● **Questions**:
A: In the passage on fuzzy fault tree analysis, what open-source software did the Nuclear Engineering Group of University Palermo publish?
B: Why does the passage on fuzzy fault tree analysis consider fuzzified data appropriate for the traffic system? Answer in one to three sentences.
C: Copy everything in the passage on fuzzy fault tree analysis from "First the classical" down to "fuzzy event [6].".

The fundamental concept in FTA is the translation of a physical system into a structured logic diagram, the fault tree, in which certain specified causes lead to a specified top event (TE) of interest.

With the basic fault tree analysis, basic and intermediate elements are transmitted through logical gates (generally “and” and “or” gates) using a tree topology resulting in a top event, which could be identified as the reliability of the system (see Figure 1).

However, the parameters affecting the traffic system are highly uncertain: the system components committed during the software processing chain have uncertain correlations. To deal with uncertainty, it would be appropriate to use fuzzyfied data and mathematical operation structures. Homologic (non-fuzzy) results cannot show the substantial setting of the real system operations.

A new approach using fuzzy FTA was recommended in order to address the Kuznetsov fault tree problems and the modern state of investigations [4].

The general technical aspects published in fuzzy FTA literature concentrate almost exclusively on nuclear engineering issues. Among others, the Nuclear Engineering Group of University Palermo published an open-source software, Treezzy2, where all procedures for top event reliability were coded in a software system [5].

Using the software, each basic event is considered a

• Typ “double” value with FTA, and parallel to
• Trapezoidal fuzzy structure.

First the classical FTA cut set method is taken into consideration and then the same system with trapezoidal membership functions will be evaluated using the fuzzy FTA. Thus, it is conceivable that a system with many basic events can be investigated using the fault tree technique in real autonomous driving situations since there is a possibility of control.

Fuzzy FTA-based solutions have been introduced by the authors into research on self-driving cars. The idea is to replace the outage probability with fuzzy outages and to make the system reliability (the top event) a mixed fuzzy event [6].

In this paper, we would like to present a method to determine the real-time reliability of traffic node dynamics and to test an optimized (critical) minimum cut-set method for an embedded fuzzy FTA system.

Determining the quantified reliability based on the basic fuzzy events by the fault tree analysis is an important application area. However, the exact determination of the reliability of traffic nodes based on fuzzy events is not well established in the literature.

● **Entries shown**:

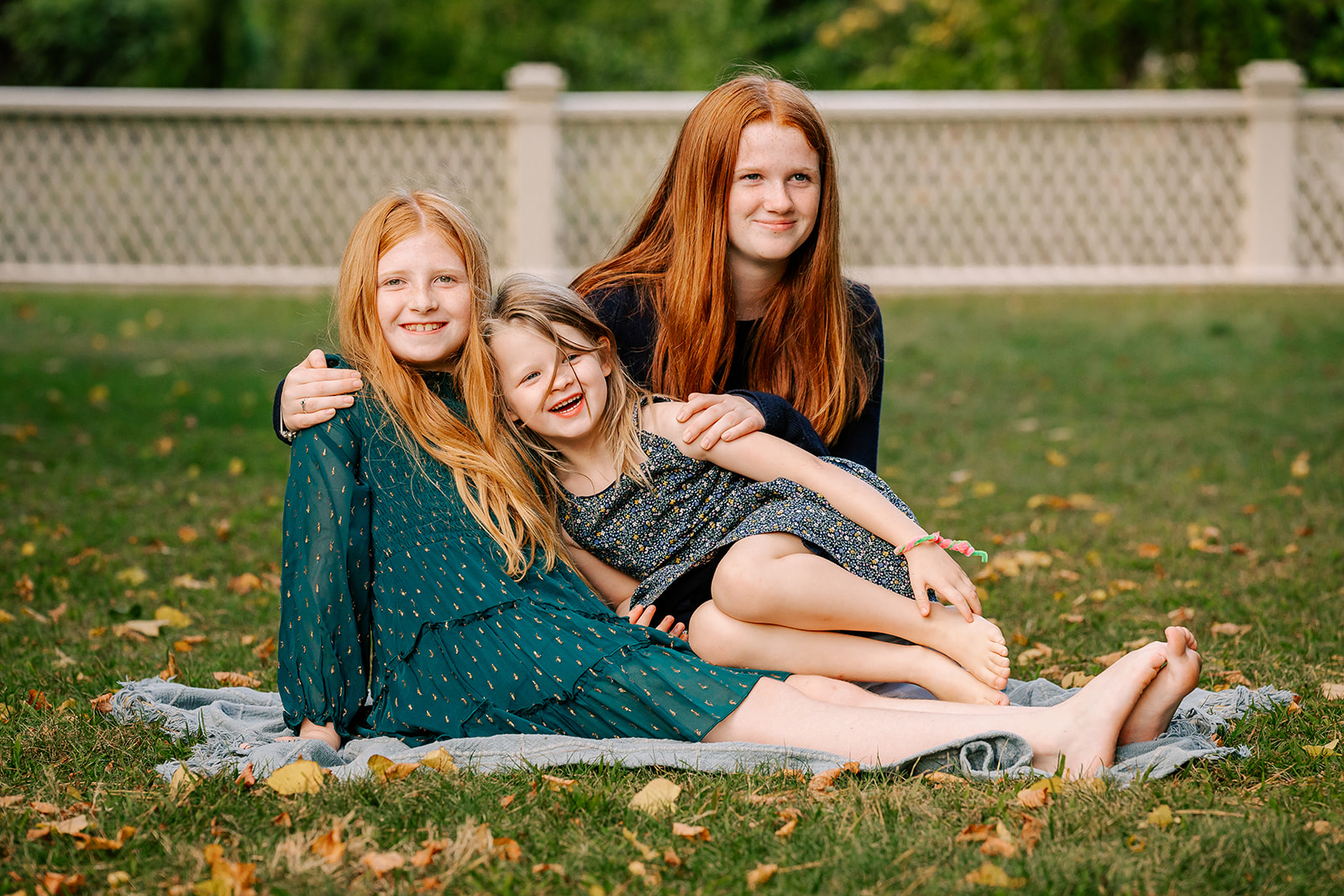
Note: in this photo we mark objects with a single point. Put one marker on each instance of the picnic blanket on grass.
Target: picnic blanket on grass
(241, 726)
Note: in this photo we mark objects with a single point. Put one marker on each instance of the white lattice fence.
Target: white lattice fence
(938, 188)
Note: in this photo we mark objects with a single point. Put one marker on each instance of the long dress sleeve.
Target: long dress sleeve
(326, 606)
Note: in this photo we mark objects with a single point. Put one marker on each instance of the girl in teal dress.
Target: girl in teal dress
(427, 591)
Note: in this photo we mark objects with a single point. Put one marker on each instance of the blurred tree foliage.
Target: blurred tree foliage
(664, 45)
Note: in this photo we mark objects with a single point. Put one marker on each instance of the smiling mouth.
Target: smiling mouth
(568, 405)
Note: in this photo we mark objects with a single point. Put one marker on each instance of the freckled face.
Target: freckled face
(558, 396)
(423, 301)
(774, 196)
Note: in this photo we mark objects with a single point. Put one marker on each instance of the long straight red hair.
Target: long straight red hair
(676, 257)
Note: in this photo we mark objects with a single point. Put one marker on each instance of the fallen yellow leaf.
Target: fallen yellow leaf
(1323, 750)
(329, 846)
(990, 875)
(656, 797)
(440, 761)
(235, 680)
(386, 770)
(690, 832)
(1163, 817)
(382, 862)
(1301, 465)
(299, 777)
(174, 617)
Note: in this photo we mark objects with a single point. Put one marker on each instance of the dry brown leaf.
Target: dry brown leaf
(386, 770)
(171, 671)
(974, 833)
(1301, 466)
(761, 875)
(656, 797)
(558, 783)
(244, 584)
(102, 703)
(235, 680)
(940, 778)
(1163, 817)
(299, 777)
(382, 862)
(329, 846)
(768, 799)
(172, 617)
(1032, 799)
(690, 832)
(822, 782)
(443, 762)
(991, 875)
(144, 627)
(181, 783)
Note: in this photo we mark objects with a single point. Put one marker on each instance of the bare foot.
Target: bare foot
(1156, 705)
(947, 680)
(1084, 730)
(978, 645)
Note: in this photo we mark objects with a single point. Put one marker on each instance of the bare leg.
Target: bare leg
(1082, 731)
(1158, 705)
(756, 645)
(774, 579)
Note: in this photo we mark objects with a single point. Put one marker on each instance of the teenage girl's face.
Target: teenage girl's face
(423, 301)
(774, 195)
(558, 396)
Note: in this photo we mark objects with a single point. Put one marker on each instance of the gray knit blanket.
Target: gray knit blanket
(239, 726)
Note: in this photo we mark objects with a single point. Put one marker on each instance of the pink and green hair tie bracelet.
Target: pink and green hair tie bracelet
(948, 544)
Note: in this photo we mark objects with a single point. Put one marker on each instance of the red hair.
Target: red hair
(804, 344)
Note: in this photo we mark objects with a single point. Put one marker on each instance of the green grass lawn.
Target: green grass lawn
(1148, 453)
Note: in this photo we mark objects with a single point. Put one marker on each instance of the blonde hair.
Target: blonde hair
(492, 479)
(541, 307)
(804, 348)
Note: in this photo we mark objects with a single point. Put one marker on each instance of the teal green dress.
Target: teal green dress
(441, 642)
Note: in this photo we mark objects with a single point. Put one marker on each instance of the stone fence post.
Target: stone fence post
(534, 161)
(1269, 223)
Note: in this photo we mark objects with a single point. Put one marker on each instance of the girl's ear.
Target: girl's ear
(604, 347)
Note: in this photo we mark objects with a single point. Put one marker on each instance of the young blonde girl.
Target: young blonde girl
(795, 550)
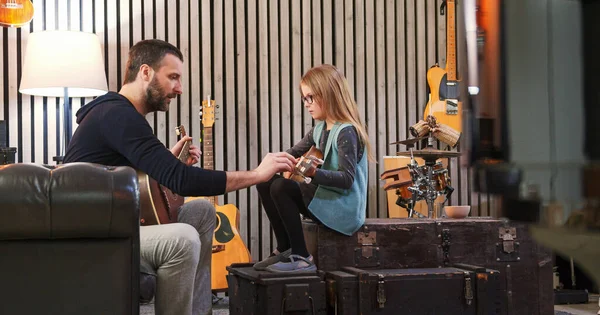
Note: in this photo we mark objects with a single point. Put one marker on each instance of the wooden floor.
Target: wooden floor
(592, 308)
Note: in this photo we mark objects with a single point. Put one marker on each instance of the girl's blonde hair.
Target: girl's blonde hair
(330, 88)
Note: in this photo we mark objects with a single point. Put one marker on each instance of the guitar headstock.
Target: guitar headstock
(180, 130)
(208, 113)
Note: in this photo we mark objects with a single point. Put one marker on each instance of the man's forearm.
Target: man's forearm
(241, 179)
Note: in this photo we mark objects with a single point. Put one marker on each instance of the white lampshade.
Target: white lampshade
(56, 60)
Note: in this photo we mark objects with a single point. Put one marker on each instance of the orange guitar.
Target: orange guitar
(15, 13)
(228, 246)
(444, 95)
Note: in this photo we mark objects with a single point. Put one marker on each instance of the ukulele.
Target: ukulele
(444, 96)
(228, 247)
(308, 162)
(158, 204)
(15, 13)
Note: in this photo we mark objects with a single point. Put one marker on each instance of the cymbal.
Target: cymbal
(429, 153)
(409, 141)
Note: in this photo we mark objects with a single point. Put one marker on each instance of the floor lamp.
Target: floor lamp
(63, 64)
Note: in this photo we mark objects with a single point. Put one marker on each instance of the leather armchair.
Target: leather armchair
(69, 239)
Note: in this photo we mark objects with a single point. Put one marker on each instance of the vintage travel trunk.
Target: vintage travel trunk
(448, 290)
(525, 268)
(267, 293)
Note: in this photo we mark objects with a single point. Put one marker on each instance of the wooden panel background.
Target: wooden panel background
(249, 56)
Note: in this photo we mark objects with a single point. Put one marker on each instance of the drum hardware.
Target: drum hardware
(426, 182)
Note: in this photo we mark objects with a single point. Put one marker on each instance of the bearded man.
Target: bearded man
(113, 131)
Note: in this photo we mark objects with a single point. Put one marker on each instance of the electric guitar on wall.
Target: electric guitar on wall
(228, 246)
(15, 13)
(158, 204)
(444, 95)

● **Solutions to the tasks**:
A: Treezzy2, a software system in which all procedures for top event reliability were coded.

B: The parameters affecting the traffic system are highly uncertain, and the system components in the software processing chain have uncertain correlations. Fuzzified data and mathematical operation structures address this uncertainty, while homologic (non-fuzzy) results cannot show the substantial setting of the real system operations.

C:
First the classical FTA cut set method is taken into consideration and then the same system with trapezoidal membership functions will be evaluated using the fuzzy FTA. Thus, it is conceivable that a system with many basic events can be investigated using the fault tree technique in real autonomous driving situations since there is a possibility of control.

Fuzzy FTA-based solutions have been introduced by the authors into research on self-driving cars. The idea is to replace the outage probability with fuzzy outages and to make the system reliability (the top event) a mixed fuzzy event [6].